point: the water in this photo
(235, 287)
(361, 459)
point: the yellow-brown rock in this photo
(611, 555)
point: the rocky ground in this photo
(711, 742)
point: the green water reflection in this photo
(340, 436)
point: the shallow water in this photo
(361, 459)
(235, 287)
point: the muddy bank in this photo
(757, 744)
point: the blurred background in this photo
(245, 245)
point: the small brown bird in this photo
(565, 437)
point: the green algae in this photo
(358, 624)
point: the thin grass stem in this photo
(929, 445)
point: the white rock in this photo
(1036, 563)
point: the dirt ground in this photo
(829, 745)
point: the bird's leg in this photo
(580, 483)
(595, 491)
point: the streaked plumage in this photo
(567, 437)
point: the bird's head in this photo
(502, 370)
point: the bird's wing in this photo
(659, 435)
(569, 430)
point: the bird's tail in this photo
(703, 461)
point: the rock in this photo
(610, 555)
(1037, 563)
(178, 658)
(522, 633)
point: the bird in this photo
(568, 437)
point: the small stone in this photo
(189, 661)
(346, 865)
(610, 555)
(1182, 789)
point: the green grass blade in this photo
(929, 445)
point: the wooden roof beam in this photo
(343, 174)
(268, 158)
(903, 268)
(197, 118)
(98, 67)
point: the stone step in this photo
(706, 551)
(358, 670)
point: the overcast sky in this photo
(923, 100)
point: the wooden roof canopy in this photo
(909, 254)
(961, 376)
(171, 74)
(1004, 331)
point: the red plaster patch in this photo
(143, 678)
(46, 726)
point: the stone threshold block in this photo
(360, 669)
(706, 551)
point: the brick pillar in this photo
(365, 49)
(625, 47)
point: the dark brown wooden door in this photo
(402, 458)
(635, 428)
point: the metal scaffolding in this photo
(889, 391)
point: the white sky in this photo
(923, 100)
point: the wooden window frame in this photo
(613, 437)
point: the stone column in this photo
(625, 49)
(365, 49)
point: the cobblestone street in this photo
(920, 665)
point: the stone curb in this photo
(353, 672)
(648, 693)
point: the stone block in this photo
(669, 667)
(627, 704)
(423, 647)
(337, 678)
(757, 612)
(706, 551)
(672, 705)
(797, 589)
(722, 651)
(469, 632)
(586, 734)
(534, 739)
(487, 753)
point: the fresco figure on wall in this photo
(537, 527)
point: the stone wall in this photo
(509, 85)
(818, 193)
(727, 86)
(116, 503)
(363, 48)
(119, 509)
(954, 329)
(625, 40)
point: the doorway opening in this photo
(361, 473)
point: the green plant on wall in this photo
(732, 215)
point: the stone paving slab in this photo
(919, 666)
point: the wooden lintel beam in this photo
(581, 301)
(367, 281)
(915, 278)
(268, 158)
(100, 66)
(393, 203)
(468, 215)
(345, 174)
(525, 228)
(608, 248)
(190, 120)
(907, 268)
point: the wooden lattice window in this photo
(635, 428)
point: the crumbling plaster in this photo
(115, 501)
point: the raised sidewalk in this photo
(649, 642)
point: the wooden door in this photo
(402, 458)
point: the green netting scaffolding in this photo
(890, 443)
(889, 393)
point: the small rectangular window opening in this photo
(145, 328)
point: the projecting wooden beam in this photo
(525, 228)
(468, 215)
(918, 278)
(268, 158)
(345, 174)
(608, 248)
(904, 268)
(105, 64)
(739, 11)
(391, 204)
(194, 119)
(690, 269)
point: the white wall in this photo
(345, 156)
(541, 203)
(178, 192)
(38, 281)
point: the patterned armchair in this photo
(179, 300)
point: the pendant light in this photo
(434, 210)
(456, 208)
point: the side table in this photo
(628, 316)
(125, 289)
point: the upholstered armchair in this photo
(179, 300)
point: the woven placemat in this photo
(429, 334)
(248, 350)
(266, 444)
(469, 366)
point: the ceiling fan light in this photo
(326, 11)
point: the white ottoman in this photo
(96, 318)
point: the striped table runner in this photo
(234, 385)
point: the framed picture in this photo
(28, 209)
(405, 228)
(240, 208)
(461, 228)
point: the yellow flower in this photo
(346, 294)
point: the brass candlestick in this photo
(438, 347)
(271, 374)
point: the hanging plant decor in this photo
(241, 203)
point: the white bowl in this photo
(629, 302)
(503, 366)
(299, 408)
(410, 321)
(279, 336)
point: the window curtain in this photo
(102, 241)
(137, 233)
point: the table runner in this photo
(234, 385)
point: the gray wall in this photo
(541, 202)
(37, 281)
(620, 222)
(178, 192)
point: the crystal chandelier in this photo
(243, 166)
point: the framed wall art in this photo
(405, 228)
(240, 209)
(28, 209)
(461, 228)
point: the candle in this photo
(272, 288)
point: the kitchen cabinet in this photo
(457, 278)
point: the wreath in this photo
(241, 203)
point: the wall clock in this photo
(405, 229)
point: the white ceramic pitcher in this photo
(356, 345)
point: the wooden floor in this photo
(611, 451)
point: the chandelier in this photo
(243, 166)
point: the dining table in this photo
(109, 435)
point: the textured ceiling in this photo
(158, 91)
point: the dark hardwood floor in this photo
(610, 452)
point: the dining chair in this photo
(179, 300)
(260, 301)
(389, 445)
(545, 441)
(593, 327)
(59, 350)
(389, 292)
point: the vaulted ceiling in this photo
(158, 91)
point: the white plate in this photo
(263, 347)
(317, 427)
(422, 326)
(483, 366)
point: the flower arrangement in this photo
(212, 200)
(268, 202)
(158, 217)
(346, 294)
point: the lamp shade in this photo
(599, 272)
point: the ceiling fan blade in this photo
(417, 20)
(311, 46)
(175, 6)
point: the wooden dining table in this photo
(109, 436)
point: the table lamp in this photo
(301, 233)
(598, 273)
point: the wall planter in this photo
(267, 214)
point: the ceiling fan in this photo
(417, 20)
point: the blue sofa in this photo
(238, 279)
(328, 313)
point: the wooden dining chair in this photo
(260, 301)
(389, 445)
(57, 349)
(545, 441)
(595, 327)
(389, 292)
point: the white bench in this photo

----------------

Would you please give the data above again, exactly as it appears?

point: the water in this photo
(235, 287)
(361, 459)
point: the yellow-brown rock in this photo
(611, 555)
point: the rocky ground in this photo
(711, 742)
point: the green water reflection in this photo
(340, 436)
point: the shallow water in this photo
(361, 459)
(235, 287)
point: the muddy bank in this photo
(757, 744)
point: the blurred background in this photo
(245, 245)
point: the small brown bird in this photo
(565, 437)
point: the green algae in this photo
(358, 624)
point: the thin grass stem in this photo
(929, 445)
point: the white rock in this photo
(1036, 563)
point: the dirt ground in this photo
(829, 745)
point: the bird's leg in this photo
(580, 483)
(595, 491)
point: the streaked plumage in this photo
(567, 437)
point: the bird's head in this photo
(502, 370)
point: the bird's wing in this photo
(659, 435)
(569, 430)
point: the bird's tail in this photo
(703, 461)
point: the rock in this photo
(610, 555)
(1037, 563)
(178, 658)
(522, 633)
point: the bird in this photo
(568, 437)
point: the small stone in this photo
(189, 661)
(346, 865)
(610, 555)
(1182, 789)
point: the green grass blade in this photo
(929, 445)
point: the wooden roof beam in this photo
(343, 174)
(268, 158)
(903, 268)
(197, 118)
(98, 67)
point: the stone step in this photo
(706, 551)
(358, 670)
point: the overcast sky in this photo
(923, 100)
point: the wooden roof canopy in this photo
(909, 254)
(961, 376)
(171, 74)
(1004, 331)
point: the red plaster patch in this photo
(143, 678)
(46, 726)
point: the stone threshold block in this photo
(360, 669)
(706, 551)
point: the brick pillar in this photo
(365, 49)
(625, 47)
point: the dark brown wooden door in this photo
(402, 458)
(635, 428)
point: the metal scaffolding in this photo
(889, 391)
point: the white sky in this photo
(923, 100)
point: the wooden window frame in this photo
(613, 437)
point: the stone column in this photo
(625, 49)
(365, 49)
point: the cobblestone street in this photo
(920, 665)
point: the stone curb in this photo
(353, 672)
(648, 693)
point: the stone block in this photo
(669, 667)
(627, 704)
(423, 647)
(337, 678)
(757, 612)
(706, 551)
(672, 705)
(797, 589)
(722, 651)
(469, 632)
(586, 734)
(534, 739)
(487, 753)
point: the fresco figure on wall in this photo
(537, 527)
point: the stone wall in this photo
(509, 85)
(818, 193)
(727, 86)
(116, 503)
(363, 48)
(119, 509)
(954, 329)
(625, 40)
point: the doorway opening in this photo
(361, 473)
point: the green plant on wall in this photo
(732, 215)
point: the stone paving slab in this photo
(919, 666)
point: the wooden lintel beam in this photo
(581, 301)
(367, 281)
(915, 278)
(268, 158)
(100, 66)
(393, 203)
(468, 215)
(345, 174)
(525, 228)
(608, 248)
(190, 120)
(907, 268)
point: the wooden lattice window in this photo
(635, 428)
point: the crumbling plaster in this photo
(115, 501)
point: the raised sidewalk in this photo
(649, 642)
point: the wooden door in this photo
(402, 458)
point: the green netting scaffolding in this photo
(890, 443)
(889, 393)
point: the small rectangular window opening in this photo
(145, 328)
point: the projecting wooden beam in this photo
(525, 228)
(468, 215)
(918, 278)
(268, 158)
(345, 174)
(608, 248)
(904, 268)
(105, 64)
(739, 11)
(391, 204)
(194, 119)
(690, 269)
point: the white wall in this photo
(345, 156)
(541, 203)
(178, 192)
(38, 281)
point: the patterned armchair in this photo
(179, 300)
point: the pendant light in this photo
(434, 210)
(456, 208)
point: the side table in this photo
(628, 316)
(125, 289)
point: the upholstered armchair in this photo
(179, 300)
point: the woven placemat in this photo
(429, 334)
(248, 350)
(266, 444)
(469, 366)
point: the ceiling fan light in this photo
(326, 11)
point: the white ottoman in this photo
(96, 318)
point: the striped table runner in this photo
(234, 385)
point: the framed picture in this photo
(28, 209)
(405, 228)
(240, 208)
(461, 228)
point: the yellow flower in this photo
(346, 294)
point: the brass candlestick in this photo
(438, 347)
(271, 374)
point: the hanging plant decor in this photo
(241, 203)
point: the white bowl in this photo
(629, 302)
(503, 366)
(299, 408)
(410, 321)
(279, 336)
point: the window curtain in this photo
(102, 241)
(137, 233)
point: the table runner in this photo
(234, 385)
point: the gray wall in this photo
(541, 202)
(37, 281)
(620, 222)
(178, 192)
point: the crystal chandelier in this photo
(243, 166)
point: the framed wall art in this photo
(405, 228)
(240, 209)
(28, 209)
(461, 228)
point: the candle in this photo
(272, 288)
point: the kitchen cabinet in this photo
(457, 278)
point: the wreath in this photo
(241, 203)
point: the wall clock in this photo
(405, 229)
point: the white ceramic pitcher in this photo
(356, 345)
point: the wooden floor in this photo
(611, 451)
point: the chandelier in this photo
(243, 166)
point: the dining table in this photo
(109, 435)
point: the textured ceiling in this photo
(158, 91)
point: the dark hardwood floor in this photo
(610, 452)
point: the dining chair in this photo
(179, 300)
(260, 301)
(389, 445)
(545, 441)
(593, 327)
(59, 350)
(389, 292)
point: the vaulted ceiling in this photo
(158, 91)
point: the white plate in this photo
(263, 347)
(317, 427)
(422, 326)
(483, 366)
point: the flower arrangement in this photo
(212, 200)
(268, 202)
(158, 217)
(346, 294)
point: the lamp shade in this photo
(599, 272)
point: the ceiling fan blade in this photo
(417, 20)
(311, 46)
(175, 6)
point: the wooden dining table in this photo
(109, 436)
point: the table lamp in this photo
(301, 233)
(598, 273)
point: the wall planter in this photo
(267, 214)
point: the ceiling fan in this photo
(417, 20)
point: the blue sofa in this photo
(238, 279)
(328, 313)
point: the wooden dining chair in this photo
(260, 301)
(389, 445)
(57, 349)
(545, 441)
(595, 327)
(389, 292)
point: the white bench in this photo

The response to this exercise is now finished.